— Start Source document —

Hybrid vehicles prone to catch fire…difficult to extinguish
It’s safe to say most people are compelled to buy an hybrid or electric car because they wish to reduce their impact on the environment and climate.
Unfortunately, many don’t seem to be aware of an electric car’s poor lifetime carbon budget and wind up spending a lot money for doing very little or nothing good for the environment.
Another problem is the higher tendency for hybrid cars to catch fire due to a technical fault. I saw firsthand during the recent New Year’s celebration as one hybrid car just 100 meters air distance from our home caught fire shortly after midnight (images here) and ended up burning the adjacent home.
According to the authorities, a Kia hybrid passenger car caught fire for unknown reasons and the flames spread quickly to the carport and from there to the adjoining residential house. Despite the rapid action of the fire department, some property damage was also caused to the neighboring house by the effects of the heat. A parked BMW was also affected by the heat of the fire. No one was injured. The police estimate the property damage to be at least 500,000 euros.
The homeowner and neighbors were unable to get the hybrid car fire under control.

— End Source document —

## Directions
**A.** Repeat the hybrid car fire article word for word, between "Hybrid vehicles prone" and "environment and climate.", inclusive.
**B.** In the hybrid car fire article, what is the police estimate of the property damage?
**C.** Decide whether each statement agrees with the hybrid car fire article, answering yes or no and quoting the words that settle it: (i) The car caught fire shortly after midnight. (ii) One person was injured in the fire. (iii) The homeowner and neighbors brought the fire under control.
The material after this article isn't needed for anything.

— Start Source material —

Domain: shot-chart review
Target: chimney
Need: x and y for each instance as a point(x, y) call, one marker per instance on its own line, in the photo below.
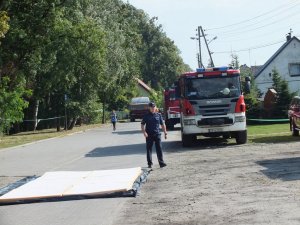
point(289, 35)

— End Source material —

## Exercise responses
**A.**
Hybrid vehicles prone to catch fire…difficult to extinguish
It’s safe to say most people are compelled to buy an hybrid or electric car because they wish to reduce their impact on the environment and climate.

**B.** At least 500,000 euros.

**C.**
(i) Yes: "caught fire shortly after midnight"
(ii) No: "No one was injured."
(iii) No: "The homeowner and neighbors were unable to get the hybrid car fire under control."